:: Problem statement ::
The records below hold a stretch from the line with "Where can you find the horse's ear?" through the line with "Where can you find the metal pole?"; return exactly those lines, ends included, and nothing more.

:: Extracted data ::
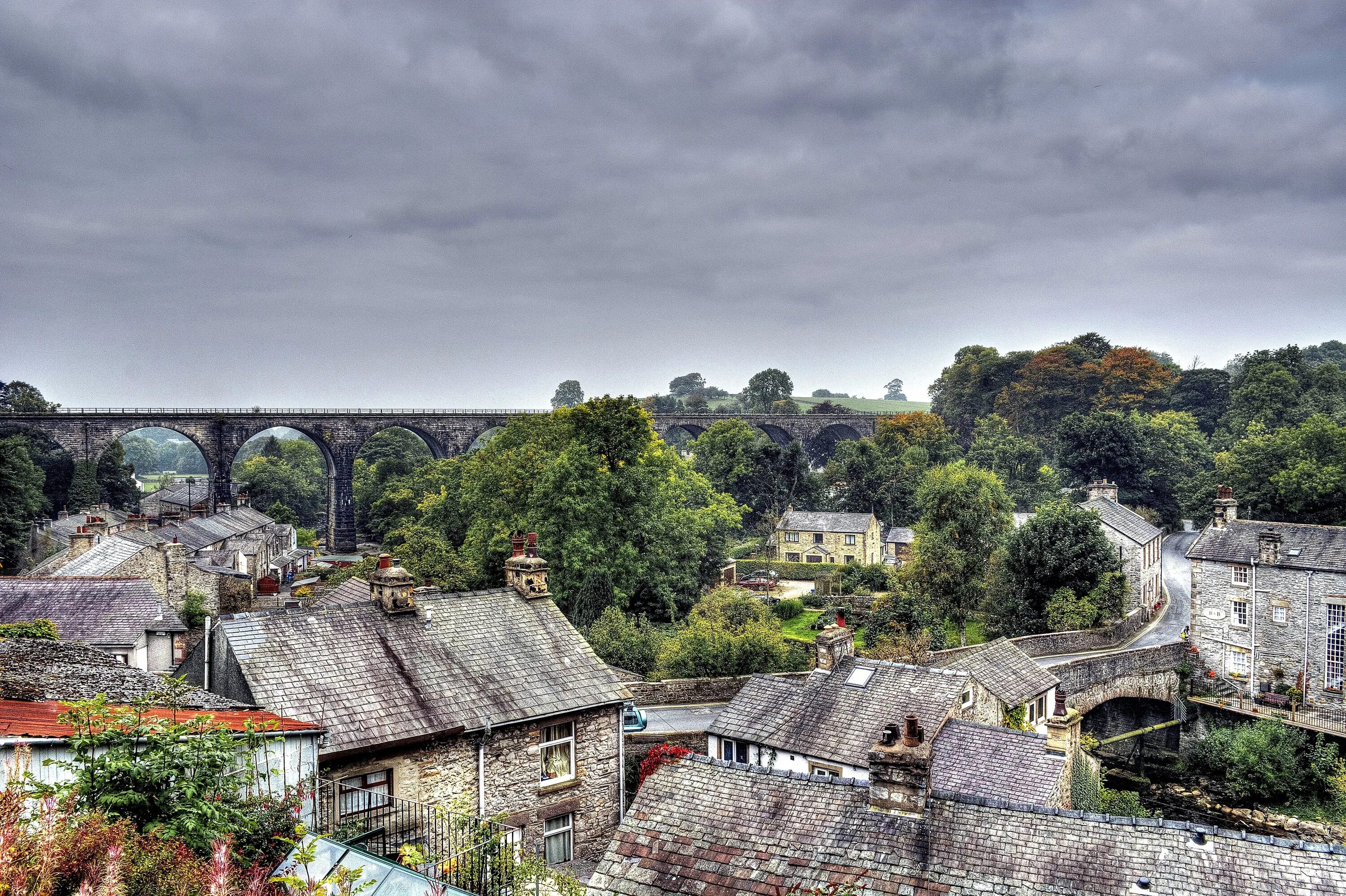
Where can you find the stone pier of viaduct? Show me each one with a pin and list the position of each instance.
...
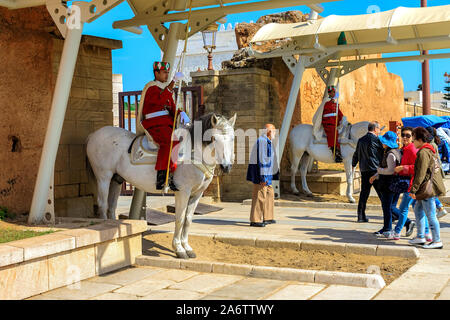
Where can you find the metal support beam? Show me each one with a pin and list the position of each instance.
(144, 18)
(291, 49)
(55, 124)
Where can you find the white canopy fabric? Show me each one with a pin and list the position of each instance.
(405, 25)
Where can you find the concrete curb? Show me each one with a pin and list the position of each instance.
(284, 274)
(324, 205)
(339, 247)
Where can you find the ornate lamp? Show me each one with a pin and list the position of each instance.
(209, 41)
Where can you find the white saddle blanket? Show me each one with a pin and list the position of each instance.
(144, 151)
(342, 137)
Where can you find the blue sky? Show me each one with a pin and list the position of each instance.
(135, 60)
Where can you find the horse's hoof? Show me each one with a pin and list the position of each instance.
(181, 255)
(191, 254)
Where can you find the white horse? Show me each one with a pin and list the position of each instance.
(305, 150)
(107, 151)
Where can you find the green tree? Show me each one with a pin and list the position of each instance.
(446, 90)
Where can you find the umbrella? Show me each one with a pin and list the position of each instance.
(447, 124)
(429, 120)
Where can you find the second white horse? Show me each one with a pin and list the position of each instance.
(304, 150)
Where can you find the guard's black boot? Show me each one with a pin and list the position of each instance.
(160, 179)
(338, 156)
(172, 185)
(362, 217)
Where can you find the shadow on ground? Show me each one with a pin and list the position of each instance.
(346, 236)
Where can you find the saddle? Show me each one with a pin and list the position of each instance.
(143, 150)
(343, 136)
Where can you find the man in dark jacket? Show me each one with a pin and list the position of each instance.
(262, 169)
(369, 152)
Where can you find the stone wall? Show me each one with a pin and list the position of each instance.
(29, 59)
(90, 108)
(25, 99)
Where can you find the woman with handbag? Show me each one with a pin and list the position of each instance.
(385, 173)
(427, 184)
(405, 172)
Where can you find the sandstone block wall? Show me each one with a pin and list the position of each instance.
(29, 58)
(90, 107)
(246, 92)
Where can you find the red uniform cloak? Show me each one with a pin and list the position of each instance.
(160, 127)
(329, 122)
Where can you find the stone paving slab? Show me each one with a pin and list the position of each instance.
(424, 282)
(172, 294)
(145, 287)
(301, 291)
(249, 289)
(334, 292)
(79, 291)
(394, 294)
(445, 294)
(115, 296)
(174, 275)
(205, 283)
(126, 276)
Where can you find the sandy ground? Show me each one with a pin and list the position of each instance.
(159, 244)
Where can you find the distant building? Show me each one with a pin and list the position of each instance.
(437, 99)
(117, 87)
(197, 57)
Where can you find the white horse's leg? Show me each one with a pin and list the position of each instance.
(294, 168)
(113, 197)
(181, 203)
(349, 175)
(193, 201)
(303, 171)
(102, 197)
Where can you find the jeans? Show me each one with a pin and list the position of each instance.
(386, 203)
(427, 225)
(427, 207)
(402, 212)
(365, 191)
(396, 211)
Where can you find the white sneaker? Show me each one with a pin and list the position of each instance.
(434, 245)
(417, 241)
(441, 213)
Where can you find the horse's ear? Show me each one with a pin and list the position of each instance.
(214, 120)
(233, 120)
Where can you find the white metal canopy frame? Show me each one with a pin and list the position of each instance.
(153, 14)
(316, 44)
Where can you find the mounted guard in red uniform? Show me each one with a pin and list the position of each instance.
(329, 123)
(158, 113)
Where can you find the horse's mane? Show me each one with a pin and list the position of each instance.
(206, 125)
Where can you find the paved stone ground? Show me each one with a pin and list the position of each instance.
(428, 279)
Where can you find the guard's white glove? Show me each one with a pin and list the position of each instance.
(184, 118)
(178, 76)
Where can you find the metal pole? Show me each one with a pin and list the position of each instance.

:: Problem solution ::
Where can you find the horse's ear? Show me each one with a pin and list the position of each instance.
(214, 120)
(233, 120)
Where can you find the white metal canopy frame? Show me each one with a pin and list the position of each instance.
(153, 14)
(316, 44)
Where can you find the mounted guard in red uniform? Show me each one with a pin and list the position of each instance.
(329, 123)
(158, 113)
Where can you find the horse's mane? Show me each one with a pin and list the position of each instance.
(206, 125)
Where can you find the paved stone ground? Show me each one with a pin and list the position of each instance.
(428, 279)
Where can you find the guard's white glove? Show me each one with a pin and list the position of each instance.
(184, 118)
(178, 76)
Where can you find the metal pole? Show me each one with a pin and list the position of each instance.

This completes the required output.